[Page text]:
— start —

A variable is a string beginning with ?: "?s1", "?token", "?head". The name is arbitrary; what matters is that the same name in two clauses refers to the same entity (that is the join). Every variable in find must be bound by some positive clause in where. Names beginning with ?__ are reserved for the engine; a find variable may not use one.

4. Bindings

If some value, like the ID of a layer, is known before the query is executed, you may put it into the query as a literal, like the span layer ID below:

{
  "find": ["?s"],
  "where": [["span", "?s", {"layer": "0194e8a1-…-uuid", "value": "NOUN"}]],
}

However, it’s often more convenient to use bindings instead, where a variable takes the value’s place, and the variable is separately bound in a "bindings" map:

{
  "find": ["?s"],
  "where": [["span", "?s", {"layer": "?lyr", "value": "?tag"}]],
  "bindings": {"?lyr": "0194e8a1-…-uuid", "?tag": "NOUN"}
}

This is a convenience for you: these two example queries are behaviorally identical, and under the hood, before the latter query is executed, it is transformed into the former query by having all bound variables substituted with their bound values.

— end —

[Set task 1]:
Answer the following questions using the page text above.
(a) Which name prefix is reserved for the engine?
(b) In the example that uses a "bindings" map, what value is bound to "?tag"?
(c) What happens to a query that uses bindings before it is executed?

(Excerpts of pointing data)
— start —

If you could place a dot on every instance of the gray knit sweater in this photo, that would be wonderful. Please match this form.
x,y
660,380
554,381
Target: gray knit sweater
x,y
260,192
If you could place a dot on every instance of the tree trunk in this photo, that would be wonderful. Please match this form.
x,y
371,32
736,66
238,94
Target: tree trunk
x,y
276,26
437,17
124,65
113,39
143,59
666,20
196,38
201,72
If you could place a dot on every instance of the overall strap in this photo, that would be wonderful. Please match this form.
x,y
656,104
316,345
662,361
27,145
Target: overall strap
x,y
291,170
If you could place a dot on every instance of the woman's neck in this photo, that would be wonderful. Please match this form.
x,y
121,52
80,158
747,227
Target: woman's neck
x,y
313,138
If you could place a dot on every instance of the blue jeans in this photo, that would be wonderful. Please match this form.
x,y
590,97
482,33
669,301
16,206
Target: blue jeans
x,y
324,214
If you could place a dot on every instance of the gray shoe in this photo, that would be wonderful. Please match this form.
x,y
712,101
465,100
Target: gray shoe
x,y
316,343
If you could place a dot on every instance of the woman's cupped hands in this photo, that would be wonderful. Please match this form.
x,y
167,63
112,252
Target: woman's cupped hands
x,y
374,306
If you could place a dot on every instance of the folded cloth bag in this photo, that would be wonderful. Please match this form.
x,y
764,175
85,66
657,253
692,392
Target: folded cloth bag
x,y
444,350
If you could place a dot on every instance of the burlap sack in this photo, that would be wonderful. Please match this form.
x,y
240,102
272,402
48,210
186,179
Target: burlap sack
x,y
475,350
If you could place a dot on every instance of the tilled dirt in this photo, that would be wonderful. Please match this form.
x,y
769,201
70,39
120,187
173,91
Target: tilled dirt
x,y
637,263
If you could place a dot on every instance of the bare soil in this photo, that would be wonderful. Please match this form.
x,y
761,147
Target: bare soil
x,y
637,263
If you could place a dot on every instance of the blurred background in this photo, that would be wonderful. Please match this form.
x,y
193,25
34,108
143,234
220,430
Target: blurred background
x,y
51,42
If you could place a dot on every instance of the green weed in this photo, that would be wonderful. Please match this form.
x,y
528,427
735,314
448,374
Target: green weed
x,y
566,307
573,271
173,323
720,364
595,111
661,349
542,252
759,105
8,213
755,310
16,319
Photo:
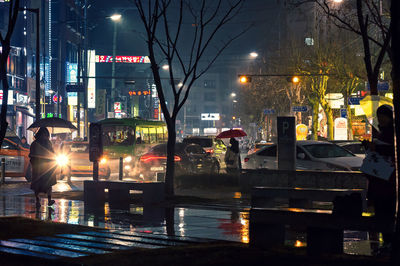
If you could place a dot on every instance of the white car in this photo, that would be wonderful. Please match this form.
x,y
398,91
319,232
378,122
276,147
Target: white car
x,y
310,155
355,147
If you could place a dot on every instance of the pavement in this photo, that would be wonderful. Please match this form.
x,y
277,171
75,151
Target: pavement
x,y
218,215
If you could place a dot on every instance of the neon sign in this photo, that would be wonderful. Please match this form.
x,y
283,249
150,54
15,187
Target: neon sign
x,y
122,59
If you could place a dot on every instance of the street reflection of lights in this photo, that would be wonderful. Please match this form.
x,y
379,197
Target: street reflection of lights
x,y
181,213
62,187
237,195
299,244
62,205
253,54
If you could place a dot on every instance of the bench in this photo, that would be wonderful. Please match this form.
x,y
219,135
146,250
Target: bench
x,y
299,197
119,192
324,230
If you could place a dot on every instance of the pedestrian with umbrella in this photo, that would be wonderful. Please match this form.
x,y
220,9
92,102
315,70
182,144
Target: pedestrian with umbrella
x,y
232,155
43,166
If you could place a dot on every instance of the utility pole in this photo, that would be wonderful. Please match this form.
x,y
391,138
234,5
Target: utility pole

— end —

[Set task 2]: Extract every line of the rows above that contains the string "lights". Case counts.

[Complete response 1]:
(a) Names beginning with ?__ are reserved for the engine.
(b) The value bound to "?tag" is "NOUN".
(c) It is transformed into the equivalent query with literals by substituting every bound variable with its bound value.

[Complete response 2]:
If you could place a dot on every instance of the street reflection of lights in this photo, that would be wonderful. Please match this form.
Target: street reflection of lights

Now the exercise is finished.